## What you will do
Could you print the entries below exactly, starting at the line that contains "outline man's arm" and stopping after the last one?
Extracted material section start
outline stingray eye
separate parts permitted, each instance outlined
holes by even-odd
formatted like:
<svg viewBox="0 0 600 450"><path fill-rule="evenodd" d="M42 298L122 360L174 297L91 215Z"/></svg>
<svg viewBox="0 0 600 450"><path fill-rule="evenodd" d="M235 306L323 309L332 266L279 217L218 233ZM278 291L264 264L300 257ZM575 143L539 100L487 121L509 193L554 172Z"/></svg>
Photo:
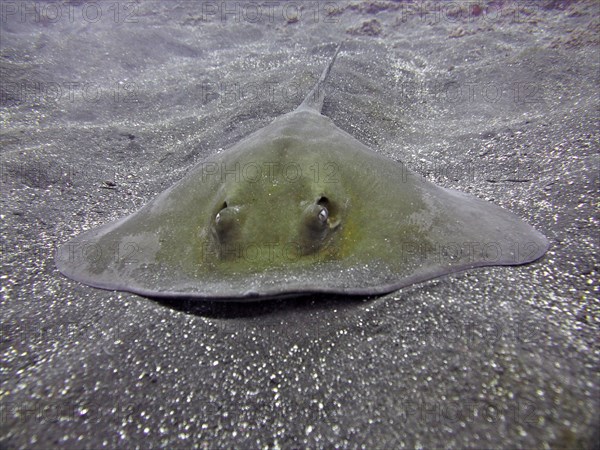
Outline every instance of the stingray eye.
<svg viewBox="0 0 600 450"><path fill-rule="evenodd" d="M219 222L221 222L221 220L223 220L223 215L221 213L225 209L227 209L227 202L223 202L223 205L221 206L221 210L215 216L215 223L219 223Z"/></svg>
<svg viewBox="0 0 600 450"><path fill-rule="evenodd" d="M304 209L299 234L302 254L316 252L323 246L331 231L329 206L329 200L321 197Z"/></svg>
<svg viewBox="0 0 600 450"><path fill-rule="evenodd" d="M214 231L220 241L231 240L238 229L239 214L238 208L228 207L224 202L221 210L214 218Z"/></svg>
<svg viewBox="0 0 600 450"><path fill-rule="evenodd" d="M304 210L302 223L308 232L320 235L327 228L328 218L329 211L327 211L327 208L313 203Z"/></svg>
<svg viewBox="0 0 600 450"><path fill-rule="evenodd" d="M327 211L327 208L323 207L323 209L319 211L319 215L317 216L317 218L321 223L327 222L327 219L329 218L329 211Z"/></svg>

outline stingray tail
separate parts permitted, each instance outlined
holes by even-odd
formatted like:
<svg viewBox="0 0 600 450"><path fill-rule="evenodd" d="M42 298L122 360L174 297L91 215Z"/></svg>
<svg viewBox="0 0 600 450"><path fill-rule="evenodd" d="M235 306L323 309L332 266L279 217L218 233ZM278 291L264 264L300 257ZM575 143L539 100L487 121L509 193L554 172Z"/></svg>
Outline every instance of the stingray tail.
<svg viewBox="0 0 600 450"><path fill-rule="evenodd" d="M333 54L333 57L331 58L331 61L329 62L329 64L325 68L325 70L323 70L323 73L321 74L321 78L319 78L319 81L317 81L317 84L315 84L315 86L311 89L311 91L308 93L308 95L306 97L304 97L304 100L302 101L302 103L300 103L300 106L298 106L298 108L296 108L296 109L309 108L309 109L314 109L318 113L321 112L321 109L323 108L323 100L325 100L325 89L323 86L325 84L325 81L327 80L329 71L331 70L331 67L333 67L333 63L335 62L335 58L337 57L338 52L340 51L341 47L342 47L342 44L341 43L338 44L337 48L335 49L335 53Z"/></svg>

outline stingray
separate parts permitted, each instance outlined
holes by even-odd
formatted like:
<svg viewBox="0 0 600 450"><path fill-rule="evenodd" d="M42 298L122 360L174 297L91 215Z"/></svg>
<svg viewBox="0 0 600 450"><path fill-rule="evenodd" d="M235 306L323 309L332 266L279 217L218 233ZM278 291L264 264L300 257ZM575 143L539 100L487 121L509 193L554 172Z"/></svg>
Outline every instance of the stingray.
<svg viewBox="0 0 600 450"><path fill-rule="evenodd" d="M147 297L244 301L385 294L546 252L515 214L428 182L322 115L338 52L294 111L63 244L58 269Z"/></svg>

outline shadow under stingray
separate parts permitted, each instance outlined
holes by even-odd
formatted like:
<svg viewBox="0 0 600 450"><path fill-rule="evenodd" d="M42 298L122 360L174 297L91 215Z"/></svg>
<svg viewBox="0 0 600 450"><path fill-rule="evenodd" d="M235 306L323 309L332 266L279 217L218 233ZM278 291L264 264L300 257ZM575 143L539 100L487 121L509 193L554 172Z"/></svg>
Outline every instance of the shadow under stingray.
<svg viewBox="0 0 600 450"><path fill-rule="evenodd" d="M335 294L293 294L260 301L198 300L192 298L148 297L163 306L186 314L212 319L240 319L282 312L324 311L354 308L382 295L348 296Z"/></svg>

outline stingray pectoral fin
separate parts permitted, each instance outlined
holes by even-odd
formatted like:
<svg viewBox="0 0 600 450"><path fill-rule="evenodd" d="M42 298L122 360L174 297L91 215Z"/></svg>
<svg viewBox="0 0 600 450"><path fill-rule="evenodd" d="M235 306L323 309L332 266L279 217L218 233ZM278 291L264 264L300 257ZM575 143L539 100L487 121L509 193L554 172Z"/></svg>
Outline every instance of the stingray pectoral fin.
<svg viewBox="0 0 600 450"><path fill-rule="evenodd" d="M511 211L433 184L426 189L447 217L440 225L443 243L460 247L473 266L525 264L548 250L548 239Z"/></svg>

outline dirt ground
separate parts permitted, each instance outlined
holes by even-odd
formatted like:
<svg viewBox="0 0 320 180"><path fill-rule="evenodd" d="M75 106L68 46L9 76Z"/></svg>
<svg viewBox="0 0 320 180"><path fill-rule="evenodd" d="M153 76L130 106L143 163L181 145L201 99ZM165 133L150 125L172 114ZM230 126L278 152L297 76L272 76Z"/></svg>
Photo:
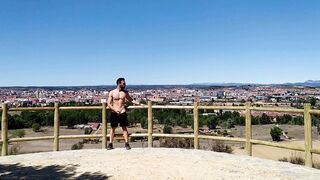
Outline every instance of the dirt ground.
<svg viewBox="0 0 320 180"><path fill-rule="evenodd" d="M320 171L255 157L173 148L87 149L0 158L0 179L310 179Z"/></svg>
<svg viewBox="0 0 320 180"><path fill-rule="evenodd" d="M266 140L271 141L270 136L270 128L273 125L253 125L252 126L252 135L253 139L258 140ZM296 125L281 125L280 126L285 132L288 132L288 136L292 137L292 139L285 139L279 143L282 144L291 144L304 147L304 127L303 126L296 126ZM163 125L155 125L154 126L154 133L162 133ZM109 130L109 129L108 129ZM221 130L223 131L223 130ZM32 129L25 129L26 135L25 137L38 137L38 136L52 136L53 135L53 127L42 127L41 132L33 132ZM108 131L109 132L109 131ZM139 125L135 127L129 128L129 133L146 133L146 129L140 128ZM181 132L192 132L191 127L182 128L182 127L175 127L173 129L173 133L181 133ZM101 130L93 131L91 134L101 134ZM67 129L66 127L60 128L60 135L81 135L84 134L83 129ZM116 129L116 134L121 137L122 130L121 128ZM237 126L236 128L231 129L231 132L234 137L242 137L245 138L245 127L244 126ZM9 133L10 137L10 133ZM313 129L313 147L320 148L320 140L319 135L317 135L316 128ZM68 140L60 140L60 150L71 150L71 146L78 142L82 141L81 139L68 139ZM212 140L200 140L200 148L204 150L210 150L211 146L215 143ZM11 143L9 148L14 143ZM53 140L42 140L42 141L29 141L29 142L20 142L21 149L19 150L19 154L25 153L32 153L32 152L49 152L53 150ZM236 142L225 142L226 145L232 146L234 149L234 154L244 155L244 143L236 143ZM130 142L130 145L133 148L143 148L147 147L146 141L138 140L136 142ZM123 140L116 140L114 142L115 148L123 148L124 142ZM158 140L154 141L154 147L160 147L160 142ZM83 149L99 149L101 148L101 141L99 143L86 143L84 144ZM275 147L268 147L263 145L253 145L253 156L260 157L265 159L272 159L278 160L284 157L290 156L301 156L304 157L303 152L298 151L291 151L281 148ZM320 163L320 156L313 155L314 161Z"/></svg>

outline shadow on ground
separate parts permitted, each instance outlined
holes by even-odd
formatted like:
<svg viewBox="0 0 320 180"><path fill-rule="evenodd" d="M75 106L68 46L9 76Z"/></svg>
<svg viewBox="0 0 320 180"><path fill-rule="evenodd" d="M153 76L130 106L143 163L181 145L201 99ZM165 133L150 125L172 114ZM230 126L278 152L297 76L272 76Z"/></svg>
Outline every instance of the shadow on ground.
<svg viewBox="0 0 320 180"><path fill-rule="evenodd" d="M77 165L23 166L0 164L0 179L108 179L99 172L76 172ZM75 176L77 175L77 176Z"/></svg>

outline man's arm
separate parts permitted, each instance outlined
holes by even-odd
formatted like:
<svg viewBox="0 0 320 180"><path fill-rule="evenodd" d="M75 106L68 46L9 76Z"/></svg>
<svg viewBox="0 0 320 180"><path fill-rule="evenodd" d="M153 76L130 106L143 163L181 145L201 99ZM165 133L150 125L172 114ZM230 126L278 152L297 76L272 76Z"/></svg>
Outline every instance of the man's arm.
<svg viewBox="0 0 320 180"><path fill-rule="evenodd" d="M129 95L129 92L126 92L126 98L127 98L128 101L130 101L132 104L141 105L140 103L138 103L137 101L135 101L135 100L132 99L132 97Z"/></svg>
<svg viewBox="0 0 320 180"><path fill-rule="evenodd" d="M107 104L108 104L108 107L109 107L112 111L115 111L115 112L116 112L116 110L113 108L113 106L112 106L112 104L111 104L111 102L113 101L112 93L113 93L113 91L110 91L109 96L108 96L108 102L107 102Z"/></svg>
Extracted material section end
## Exercise answer
outline man's arm
separate parts permitted, each instance outlined
holes by even-odd
formatted like:
<svg viewBox="0 0 320 180"><path fill-rule="evenodd" d="M75 106L68 46L9 76Z"/></svg>
<svg viewBox="0 0 320 180"><path fill-rule="evenodd" d="M153 76L130 106L143 163L181 145L201 99ZM165 133L150 125L172 114ZM230 126L278 152L297 76L272 76Z"/></svg>
Outline every instance of the man's arm.
<svg viewBox="0 0 320 180"><path fill-rule="evenodd" d="M129 95L129 92L126 92L126 98L127 98L128 101L130 101L132 104L141 105L140 103L138 103L137 101L135 101L135 100L132 99L132 97Z"/></svg>
<svg viewBox="0 0 320 180"><path fill-rule="evenodd" d="M107 104L108 104L108 107L109 107L112 111L115 111L115 112L116 112L116 110L113 108L113 106L112 106L112 104L111 104L111 102L113 101L112 93L113 93L113 91L110 91L109 96L108 96L108 102L107 102Z"/></svg>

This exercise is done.